● **Provided passage**:
-- begin --
Bo-living it up…

When you arrive in Copacobana, just across the border from Peru, you are in Bolivia. And you really know it.

The currency is half of that in Peru, and so things are a little cheaper, but you have to dig for it. Everything is aimed at tourists, much like Peru, but unlike most of Peru everything seems a little more desolate, unfinished and poor. The landscape is vast but houses are sparse, and seem lonely and cold.

As part of our Bolivia Hop tour, which we started in Peru, we took a boat out to the natural island of Isla del Sol, and had a short trek with our lovely group, with some spectacular sights of Lake Titikaka. The island was isolated, an hour-and-a-half from the shore, and as dark fall was due to set in we were all keen to get off the island and to La Paz.

We finally took the Bolivia Hop bus to La Paz, and arriving at 10.30pm at night wasn’t the best time to see the city. It looked really run down and our hostel, La Pirwa, was cold and had no plug sockets (a traveller’s nightmare). After 24 hours on a bus – you just need those things.

The next day we saw La Paz in a new light. OK, so it is a little run down and my god there are a lot of houses, most of which look unfinished, with exposed blocks separated by white cement. But it’s an incredible sight, and couldn’t be further from the city of Cusco or Lima in Peru. There’s definitely something about the city. Perhaps that it felt more real than high-end Lima or artifical Cusco?

We did a selfie walking tour and walked through the old Spanish colonial parts, featuring the incredible San Pedro prison – which you may have heard about? The prison is set inside an old monastery, and is literally in a plaza in the middle of the city. With no guards inside the prisoners govern themselves, and it costs to live in this prison. You pay to get in and you even pay for the type of room you want – so you have to work while you are living there. How? We aren’t entirely sure.

Men live with their families in the prison, and Coca Cola sponsors the prison, they’ve made a deal with the prisoners to become their exclusive drink of choice – and we actually saw the arrival of the drink in crates – unbelievable. The lack of funds for paying prisoners also led to the prison becoming a strange tourist attraction, after a British drug trafficker bribed guards to let him charge tourists to stay the night in the prison – but thankfully that has been stopped. Apparently it was even in the Lonely Planet. No. Way.

We found the prices in La Paz to be extraordinarily disparate. In a tourist place a main meal could set you back around 60-100 Bolivianos, but in a local place you were looking at 10-15 – especially in the markets. So, at the witch’s market – famous for selling Llama fetuses – we picked up a Choripan (a sausage sandwich) for 15 Bolivianos for us both, that’s £1.50! It’s these tiny successes that get you through.
-- end --
(Bounding box annotation entries)
-- begin --
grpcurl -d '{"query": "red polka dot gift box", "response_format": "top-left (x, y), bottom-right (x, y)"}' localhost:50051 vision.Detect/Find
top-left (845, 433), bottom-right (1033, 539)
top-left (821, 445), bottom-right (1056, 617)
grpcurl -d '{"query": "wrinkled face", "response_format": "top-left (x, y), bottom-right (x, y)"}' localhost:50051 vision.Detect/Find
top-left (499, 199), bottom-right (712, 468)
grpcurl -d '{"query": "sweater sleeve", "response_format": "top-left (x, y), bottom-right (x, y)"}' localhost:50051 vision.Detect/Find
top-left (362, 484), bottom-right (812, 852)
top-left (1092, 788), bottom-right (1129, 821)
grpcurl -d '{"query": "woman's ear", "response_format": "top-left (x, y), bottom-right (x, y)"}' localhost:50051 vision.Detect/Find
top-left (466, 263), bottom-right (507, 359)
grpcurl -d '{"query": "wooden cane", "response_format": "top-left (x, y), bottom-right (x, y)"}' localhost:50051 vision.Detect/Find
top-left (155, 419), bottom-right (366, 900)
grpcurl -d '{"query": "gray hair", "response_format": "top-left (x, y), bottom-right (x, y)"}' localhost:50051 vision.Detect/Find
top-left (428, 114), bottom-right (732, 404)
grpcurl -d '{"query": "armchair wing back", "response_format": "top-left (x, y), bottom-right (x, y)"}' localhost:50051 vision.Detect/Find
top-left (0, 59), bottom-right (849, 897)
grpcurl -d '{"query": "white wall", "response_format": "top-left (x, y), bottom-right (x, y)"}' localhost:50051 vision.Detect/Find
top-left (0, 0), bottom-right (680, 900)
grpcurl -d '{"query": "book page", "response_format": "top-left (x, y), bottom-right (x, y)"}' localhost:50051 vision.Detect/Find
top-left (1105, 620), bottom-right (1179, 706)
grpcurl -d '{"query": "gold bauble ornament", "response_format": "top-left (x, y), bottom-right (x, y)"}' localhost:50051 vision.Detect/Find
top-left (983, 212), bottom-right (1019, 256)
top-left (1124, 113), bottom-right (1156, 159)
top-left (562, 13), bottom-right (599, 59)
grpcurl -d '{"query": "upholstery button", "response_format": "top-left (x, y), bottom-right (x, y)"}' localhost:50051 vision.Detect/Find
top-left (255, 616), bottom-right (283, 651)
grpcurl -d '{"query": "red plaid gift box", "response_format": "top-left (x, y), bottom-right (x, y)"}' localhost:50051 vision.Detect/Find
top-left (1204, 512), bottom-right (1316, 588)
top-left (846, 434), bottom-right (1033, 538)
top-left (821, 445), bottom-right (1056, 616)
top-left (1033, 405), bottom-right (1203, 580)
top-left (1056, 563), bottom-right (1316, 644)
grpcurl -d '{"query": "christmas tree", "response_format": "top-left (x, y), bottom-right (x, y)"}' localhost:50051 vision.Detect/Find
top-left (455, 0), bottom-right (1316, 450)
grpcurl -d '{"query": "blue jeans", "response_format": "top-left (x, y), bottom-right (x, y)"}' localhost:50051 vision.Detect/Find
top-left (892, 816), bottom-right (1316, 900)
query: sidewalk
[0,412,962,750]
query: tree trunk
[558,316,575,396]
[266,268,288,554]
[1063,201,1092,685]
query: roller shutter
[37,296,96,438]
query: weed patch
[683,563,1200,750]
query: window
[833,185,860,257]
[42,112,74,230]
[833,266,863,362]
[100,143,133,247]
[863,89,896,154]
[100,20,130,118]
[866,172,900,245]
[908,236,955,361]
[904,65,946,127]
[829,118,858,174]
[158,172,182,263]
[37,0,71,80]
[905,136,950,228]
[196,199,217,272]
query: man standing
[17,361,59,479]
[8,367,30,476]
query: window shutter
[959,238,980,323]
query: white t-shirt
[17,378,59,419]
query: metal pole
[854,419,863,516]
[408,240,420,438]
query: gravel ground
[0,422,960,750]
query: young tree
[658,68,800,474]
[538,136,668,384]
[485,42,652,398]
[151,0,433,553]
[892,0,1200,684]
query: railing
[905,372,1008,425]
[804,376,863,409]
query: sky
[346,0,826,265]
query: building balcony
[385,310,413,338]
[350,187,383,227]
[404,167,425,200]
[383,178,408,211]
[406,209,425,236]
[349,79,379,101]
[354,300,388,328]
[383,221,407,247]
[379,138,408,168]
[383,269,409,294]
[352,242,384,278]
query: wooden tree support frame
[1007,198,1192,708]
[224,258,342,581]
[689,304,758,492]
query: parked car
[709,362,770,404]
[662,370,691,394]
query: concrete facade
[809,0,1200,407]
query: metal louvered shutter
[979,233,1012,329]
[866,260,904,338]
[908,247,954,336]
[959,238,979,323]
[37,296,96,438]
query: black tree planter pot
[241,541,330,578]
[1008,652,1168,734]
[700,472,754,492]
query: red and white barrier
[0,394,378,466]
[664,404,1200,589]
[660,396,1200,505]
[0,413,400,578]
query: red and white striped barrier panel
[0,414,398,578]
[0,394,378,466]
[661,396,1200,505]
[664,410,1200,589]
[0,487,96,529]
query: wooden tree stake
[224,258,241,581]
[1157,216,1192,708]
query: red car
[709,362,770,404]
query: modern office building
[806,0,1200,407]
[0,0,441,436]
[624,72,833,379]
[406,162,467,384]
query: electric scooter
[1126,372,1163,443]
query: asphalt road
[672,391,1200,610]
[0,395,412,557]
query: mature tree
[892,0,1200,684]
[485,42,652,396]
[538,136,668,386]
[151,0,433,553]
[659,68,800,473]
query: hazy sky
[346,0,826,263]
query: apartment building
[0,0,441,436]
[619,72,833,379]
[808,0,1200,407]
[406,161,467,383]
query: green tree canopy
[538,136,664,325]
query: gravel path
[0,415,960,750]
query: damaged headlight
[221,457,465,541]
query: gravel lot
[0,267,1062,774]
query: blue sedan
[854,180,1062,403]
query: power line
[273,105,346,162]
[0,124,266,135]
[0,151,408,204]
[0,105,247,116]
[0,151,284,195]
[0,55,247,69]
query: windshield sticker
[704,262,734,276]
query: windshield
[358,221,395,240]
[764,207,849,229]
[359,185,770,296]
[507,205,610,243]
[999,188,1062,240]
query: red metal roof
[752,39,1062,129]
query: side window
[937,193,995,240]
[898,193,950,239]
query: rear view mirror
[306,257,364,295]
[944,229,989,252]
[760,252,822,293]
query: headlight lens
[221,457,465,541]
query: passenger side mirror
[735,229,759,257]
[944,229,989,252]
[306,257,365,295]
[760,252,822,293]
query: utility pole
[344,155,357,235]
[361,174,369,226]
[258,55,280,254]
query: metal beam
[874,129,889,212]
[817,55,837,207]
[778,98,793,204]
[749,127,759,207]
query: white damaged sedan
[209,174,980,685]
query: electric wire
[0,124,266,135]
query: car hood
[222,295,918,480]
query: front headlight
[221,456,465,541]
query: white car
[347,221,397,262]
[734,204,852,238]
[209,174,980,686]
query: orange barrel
-- end --
● **Tasks to complete**:
1 - Return the passage of the Bolivia travel post from "The next day" to "or artifical Cusco?", copied word for word.
2 - Please give the number of lines in the records that contain the string "metal", with case counting, and reply with the number alone.

● **Answers given**:
1 -
The next day we saw La Paz in a new light. OK, so it is a little run down and my god there are a lot of houses, most of which look unfinished, with exposed blocks separated by white cement. But it’s an incredible sight, and couldn’t be further from the city of Cusco or Lima in Peru. There’s definitely something about the city. Perhaps that it felt more real than high-end Lima or artifical Cusco?

2 - 4